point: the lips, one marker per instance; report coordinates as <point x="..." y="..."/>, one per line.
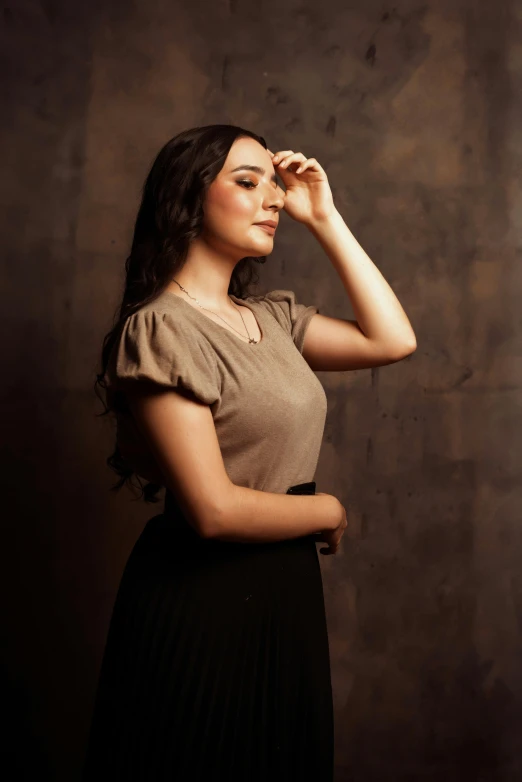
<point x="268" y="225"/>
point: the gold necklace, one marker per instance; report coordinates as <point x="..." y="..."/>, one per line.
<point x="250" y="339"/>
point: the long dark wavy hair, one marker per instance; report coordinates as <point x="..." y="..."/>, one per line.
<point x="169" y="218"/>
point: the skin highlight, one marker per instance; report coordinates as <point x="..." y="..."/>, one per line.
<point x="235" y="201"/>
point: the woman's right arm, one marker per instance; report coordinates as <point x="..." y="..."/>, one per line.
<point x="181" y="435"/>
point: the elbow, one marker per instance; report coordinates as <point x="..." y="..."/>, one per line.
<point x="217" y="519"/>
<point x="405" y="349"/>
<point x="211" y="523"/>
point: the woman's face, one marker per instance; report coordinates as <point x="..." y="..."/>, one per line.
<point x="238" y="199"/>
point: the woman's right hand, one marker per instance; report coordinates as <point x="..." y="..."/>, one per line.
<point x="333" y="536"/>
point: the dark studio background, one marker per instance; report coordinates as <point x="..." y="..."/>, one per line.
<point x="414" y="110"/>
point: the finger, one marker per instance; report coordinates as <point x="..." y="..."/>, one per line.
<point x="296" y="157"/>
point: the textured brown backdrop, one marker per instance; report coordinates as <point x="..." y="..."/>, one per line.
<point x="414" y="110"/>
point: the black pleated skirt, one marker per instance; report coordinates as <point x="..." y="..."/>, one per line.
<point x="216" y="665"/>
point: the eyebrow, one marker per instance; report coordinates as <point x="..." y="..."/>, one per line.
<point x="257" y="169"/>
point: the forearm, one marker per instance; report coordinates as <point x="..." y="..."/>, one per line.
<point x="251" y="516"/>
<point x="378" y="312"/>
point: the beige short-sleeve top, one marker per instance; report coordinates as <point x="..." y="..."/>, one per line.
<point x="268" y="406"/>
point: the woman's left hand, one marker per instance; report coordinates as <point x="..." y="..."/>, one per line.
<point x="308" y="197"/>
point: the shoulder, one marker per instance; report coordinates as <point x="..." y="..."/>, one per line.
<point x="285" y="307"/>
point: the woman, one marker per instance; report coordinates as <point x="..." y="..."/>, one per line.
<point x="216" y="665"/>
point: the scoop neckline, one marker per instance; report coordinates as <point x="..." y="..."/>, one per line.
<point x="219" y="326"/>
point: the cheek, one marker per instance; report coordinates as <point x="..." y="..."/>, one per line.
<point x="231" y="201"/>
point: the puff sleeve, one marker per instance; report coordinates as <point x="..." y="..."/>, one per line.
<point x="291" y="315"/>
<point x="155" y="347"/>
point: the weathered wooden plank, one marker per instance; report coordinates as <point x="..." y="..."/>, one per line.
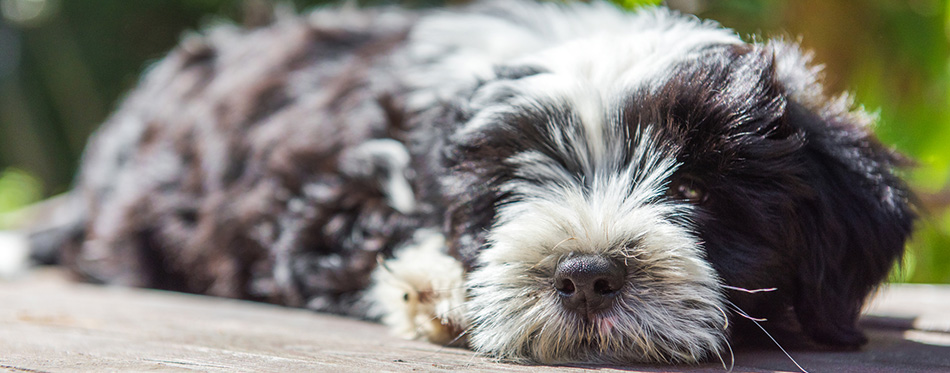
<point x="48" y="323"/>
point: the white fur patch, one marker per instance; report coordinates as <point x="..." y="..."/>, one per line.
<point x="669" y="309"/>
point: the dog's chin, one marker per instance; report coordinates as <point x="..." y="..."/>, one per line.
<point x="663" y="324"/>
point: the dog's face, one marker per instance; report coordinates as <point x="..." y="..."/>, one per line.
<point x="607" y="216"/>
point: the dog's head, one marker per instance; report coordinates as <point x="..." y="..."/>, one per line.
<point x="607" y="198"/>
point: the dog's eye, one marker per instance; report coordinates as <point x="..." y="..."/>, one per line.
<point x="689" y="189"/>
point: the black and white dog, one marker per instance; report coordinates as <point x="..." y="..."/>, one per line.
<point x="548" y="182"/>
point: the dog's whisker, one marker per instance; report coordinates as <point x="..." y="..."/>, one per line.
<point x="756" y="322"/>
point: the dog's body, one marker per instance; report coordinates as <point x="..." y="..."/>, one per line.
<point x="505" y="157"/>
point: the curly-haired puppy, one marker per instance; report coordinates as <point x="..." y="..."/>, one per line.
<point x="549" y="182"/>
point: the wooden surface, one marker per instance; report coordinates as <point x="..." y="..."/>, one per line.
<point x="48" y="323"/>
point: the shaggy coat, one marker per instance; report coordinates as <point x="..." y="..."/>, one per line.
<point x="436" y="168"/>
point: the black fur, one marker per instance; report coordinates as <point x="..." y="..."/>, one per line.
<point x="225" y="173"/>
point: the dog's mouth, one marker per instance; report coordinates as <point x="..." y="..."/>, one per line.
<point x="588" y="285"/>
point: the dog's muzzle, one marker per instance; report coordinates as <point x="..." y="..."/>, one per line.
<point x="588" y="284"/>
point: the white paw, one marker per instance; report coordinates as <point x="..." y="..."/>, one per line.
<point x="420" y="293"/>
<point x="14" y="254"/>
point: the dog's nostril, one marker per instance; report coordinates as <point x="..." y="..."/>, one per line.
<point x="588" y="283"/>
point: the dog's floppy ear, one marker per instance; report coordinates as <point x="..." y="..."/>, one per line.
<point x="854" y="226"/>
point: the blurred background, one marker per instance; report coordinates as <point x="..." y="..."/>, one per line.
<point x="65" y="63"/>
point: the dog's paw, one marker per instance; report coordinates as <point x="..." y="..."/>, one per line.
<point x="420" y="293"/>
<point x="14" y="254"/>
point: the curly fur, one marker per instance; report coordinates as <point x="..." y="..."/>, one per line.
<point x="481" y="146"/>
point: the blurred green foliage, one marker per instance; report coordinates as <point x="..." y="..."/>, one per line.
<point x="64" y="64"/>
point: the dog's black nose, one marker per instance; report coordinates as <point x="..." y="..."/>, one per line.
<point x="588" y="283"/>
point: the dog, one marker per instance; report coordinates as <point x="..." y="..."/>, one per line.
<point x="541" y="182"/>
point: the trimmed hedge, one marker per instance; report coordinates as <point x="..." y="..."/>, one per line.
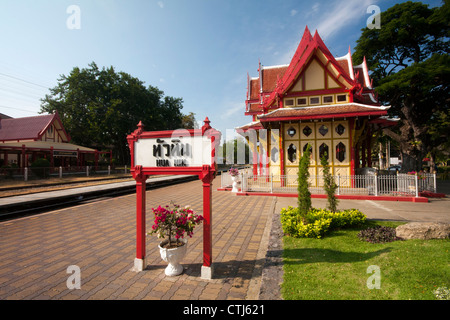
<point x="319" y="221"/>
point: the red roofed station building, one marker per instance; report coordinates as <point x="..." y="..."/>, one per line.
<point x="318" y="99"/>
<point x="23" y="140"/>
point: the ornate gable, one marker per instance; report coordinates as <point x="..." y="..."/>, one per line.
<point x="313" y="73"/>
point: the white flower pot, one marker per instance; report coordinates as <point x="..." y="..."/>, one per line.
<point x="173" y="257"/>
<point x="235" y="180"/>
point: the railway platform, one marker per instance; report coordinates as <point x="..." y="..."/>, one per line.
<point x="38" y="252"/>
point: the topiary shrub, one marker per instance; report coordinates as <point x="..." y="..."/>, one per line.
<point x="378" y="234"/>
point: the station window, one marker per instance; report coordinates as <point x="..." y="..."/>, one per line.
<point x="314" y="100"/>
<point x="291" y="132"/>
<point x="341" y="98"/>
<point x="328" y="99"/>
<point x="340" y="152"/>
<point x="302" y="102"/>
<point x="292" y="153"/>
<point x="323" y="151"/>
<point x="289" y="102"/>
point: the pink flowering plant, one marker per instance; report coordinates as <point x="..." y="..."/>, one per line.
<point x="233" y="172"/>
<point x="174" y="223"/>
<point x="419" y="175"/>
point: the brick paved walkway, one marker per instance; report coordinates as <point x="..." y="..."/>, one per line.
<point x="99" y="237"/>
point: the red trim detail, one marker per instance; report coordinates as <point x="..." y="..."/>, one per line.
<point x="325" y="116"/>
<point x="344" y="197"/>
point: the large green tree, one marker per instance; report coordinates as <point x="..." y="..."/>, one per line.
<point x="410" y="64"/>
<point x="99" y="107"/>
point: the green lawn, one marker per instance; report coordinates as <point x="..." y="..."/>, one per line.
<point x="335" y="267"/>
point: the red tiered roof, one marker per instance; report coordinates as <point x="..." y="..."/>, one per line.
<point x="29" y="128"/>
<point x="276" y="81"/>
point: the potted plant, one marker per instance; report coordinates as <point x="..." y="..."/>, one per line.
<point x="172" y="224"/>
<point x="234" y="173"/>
== == ==
● Set exercise
Extract the entries in full, exactly as they are, minus the pictures.

● Full output
point: the lips, one marker per instance; report coordinates as <point x="..." y="..."/>, one per line.
<point x="268" y="225"/>
point: the gold necklace, one marker per instance; report coordinates as <point x="..." y="..."/>, one per line.
<point x="250" y="339"/>
point: the long dark wavy hair, one marker per instance; report coordinates as <point x="..." y="..."/>, one per line.
<point x="169" y="218"/>
point: the skin highlight, one marker per instance; report coordinates as <point x="..." y="..."/>, one per line.
<point x="235" y="201"/>
point: the woman's right arm, one marker per instance; report coordinates as <point x="..." y="..."/>, one per line.
<point x="181" y="435"/>
point: the elbow, one marker per instance; report coordinates as <point x="..." y="..."/>, one per line.
<point x="217" y="519"/>
<point x="405" y="349"/>
<point x="211" y="523"/>
point: the woman's face, one marker per instance; report coordinates as <point x="..." y="..."/>, one per line.
<point x="238" y="199"/>
point: the woman's right hand, one marker per instance; report coordinates as <point x="..." y="..."/>, one per line.
<point x="333" y="536"/>
point: the dark studio background, one marker per instance; report coordinates as <point x="..." y="..."/>, one per line.
<point x="414" y="110"/>
point: the finger, one marker per instance; report coordinates as <point x="..." y="..."/>, one per line.
<point x="296" y="157"/>
point: the textured brown backdrop, one marker per instance; report coordinates as <point x="..." y="..."/>, one per line.
<point x="414" y="110"/>
point: the black pleated skirt, one marker per instance; report coordinates as <point x="..." y="..."/>, one per line.
<point x="216" y="665"/>
point: the eyebrow, one marker per instance; report coordinates as <point x="..." y="..."/>, one per line.
<point x="257" y="169"/>
point: the forearm, one marker per instance; report coordinates as <point x="..." y="..."/>, one per line.
<point x="251" y="516"/>
<point x="378" y="312"/>
point: the beige short-sleeve top, one marker per instance; report coordinates as <point x="..." y="..."/>, one per line.
<point x="268" y="406"/>
point: the woman's left hand, one marker per instance; report coordinates as <point x="..." y="..."/>, one per line.
<point x="308" y="197"/>
point: the shoulder, one marker per instance; report coordinates as <point x="..." y="..."/>, one per line.
<point x="285" y="307"/>
point: the woman, one marker per instance; report coordinates as <point x="..." y="..."/>, one per line.
<point x="216" y="665"/>
point: the scoop neckline, one marker per instance; report coordinates as <point x="..." y="..."/>, one per line.
<point x="219" y="326"/>
point: the cheek, one marker per instance; report coordinates as <point x="..." y="..."/>, one per line.
<point x="231" y="201"/>
point: the puff sleeve, one marker per instance; report coordinates as <point x="..." y="..."/>, one per line.
<point x="291" y="315"/>
<point x="155" y="347"/>
point: the weathered wooden plank, one marker per instance; report coordinates as <point x="..." y="..."/>, one per line.
<point x="48" y="323"/>
point: the white fur patch, one marker per instance; report coordinates as <point x="..." y="..."/>, one per line.
<point x="669" y="309"/>
point: the dog's chin, one marker per instance; report coordinates as <point x="..." y="..."/>, one per line.
<point x="663" y="324"/>
point: the dog's face, one marker per instance; report coordinates as <point x="..." y="..."/>, one per line.
<point x="607" y="216"/>
point: the dog's head, one marker per instance; report coordinates as <point x="..." y="..."/>, one per line.
<point x="607" y="198"/>
point: the dog's eye, one marker per instance; report coordinates as <point x="..." y="..."/>, one per line.
<point x="689" y="189"/>
point: the black and white dog, one marker per instance; report coordinates as <point x="..." y="..."/>, one per line.
<point x="548" y="182"/>
point: the dog's whisker, one marker per instance; report coordinates as <point x="..." y="..."/>, one per line.
<point x="756" y="322"/>
point: the dog's body, one marker per instance; report coordinates as <point x="..." y="..."/>, one per line.
<point x="505" y="157"/>
point: the curly-haired puppy, one marker per instance; report coordinates as <point x="..." y="..."/>, one per line.
<point x="549" y="182"/>
point: the wooden surface, one marker per instance; report coordinates as <point x="..." y="..."/>, one per line.
<point x="48" y="323"/>
point: the shaggy coat, one marker per instance; report coordinates as <point x="..." y="..."/>, one per line.
<point x="436" y="168"/>
point: the black fur, one marker per instance; report coordinates as <point x="..." y="..."/>, one per line.
<point x="225" y="173"/>
point: the dog's mouth, one marker per instance; report coordinates as <point x="..." y="..."/>, one per line.
<point x="588" y="285"/>
point: the dog's muzzle, one marker per instance; report coordinates as <point x="..." y="..."/>, one per line.
<point x="588" y="284"/>
point: the white paw, one marker per instance; report coordinates as <point x="..." y="..."/>, one per line.
<point x="420" y="293"/>
<point x="14" y="254"/>
point: the dog's nostril, one marker per instance; report coordinates as <point x="..." y="..."/>, one per line.
<point x="588" y="283"/>
point: the dog's floppy ear, one marker per instance; report coordinates as <point x="..." y="..."/>, one per line.
<point x="854" y="226"/>
point: the blurred background, one marker per instance; report coordinates as <point x="..." y="..."/>, one per line.
<point x="65" y="63"/>
point: the dog's paw, one marker per instance; report coordinates as <point x="..." y="..."/>, one per line.
<point x="420" y="293"/>
<point x="14" y="254"/>
point: the curly fur, one marker per instance; report coordinates as <point x="..." y="..."/>, one per line.
<point x="481" y="146"/>
point: the blurred green foliage, one marker per instance; report coordinates as <point x="..." y="..."/>, one per line.
<point x="64" y="64"/>
point: the dog's black nose, one marker per instance; report coordinates as <point x="..." y="..."/>, one per line.
<point x="588" y="283"/>
point: the dog, one marker per instance; report coordinates as <point x="..." y="..."/>, one per line.
<point x="541" y="182"/>
point: the trimmed hedge, one marker per instance; report coordinates as <point x="..." y="..."/>, one per line.
<point x="319" y="221"/>
point: the red roofed station building, one marker per instance; report coordinates as <point x="..." y="..."/>, one per line.
<point x="318" y="99"/>
<point x="23" y="140"/>
point: the ornate gable, one marker per instance; report coordinates as <point x="..." y="..."/>, one per line.
<point x="313" y="73"/>
point: the white flower pot, one marker per instance; report coordinates as <point x="..." y="..."/>, one per line.
<point x="173" y="257"/>
<point x="235" y="180"/>
point: the railway platform, one marker per instance; report coordinates as <point x="..." y="..."/>, one per line.
<point x="38" y="252"/>
point: the topiary shrub, one marker per instance; report coordinates as <point x="..." y="..."/>, one per line.
<point x="378" y="234"/>
point: the station window, one marker per instance; report coordinates as <point x="..." y="..."/>, one per line.
<point x="314" y="100"/>
<point x="291" y="132"/>
<point x="341" y="98"/>
<point x="328" y="99"/>
<point x="340" y="152"/>
<point x="302" y="102"/>
<point x="292" y="153"/>
<point x="323" y="151"/>
<point x="289" y="102"/>
point: the pink flowering plant, one marker per instance; report coordinates as <point x="..." y="..."/>, one per line.
<point x="233" y="172"/>
<point x="174" y="223"/>
<point x="419" y="175"/>
point: the brick paved walkway, one marker per instance; report coordinates as <point x="..." y="..."/>, one per line.
<point x="99" y="237"/>
point: the red trim detail, one marker per instance; report coordinates as <point x="..." y="..."/>, one per line.
<point x="325" y="116"/>
<point x="344" y="197"/>
point: the large green tree, one marker per instance; report coordinates as <point x="..." y="..."/>, one per line.
<point x="410" y="64"/>
<point x="99" y="107"/>
point: the green lawn, one marker per instance; report coordinates as <point x="..." y="..."/>, one per line.
<point x="335" y="267"/>
point: the red tiered roof, one marker per instance; report coordinates as <point x="..." y="..."/>, one per line.
<point x="29" y="128"/>
<point x="276" y="81"/>
point: the potted plant, one marker per instance; report coordinates as <point x="..." y="..."/>, one per line.
<point x="172" y="224"/>
<point x="234" y="173"/>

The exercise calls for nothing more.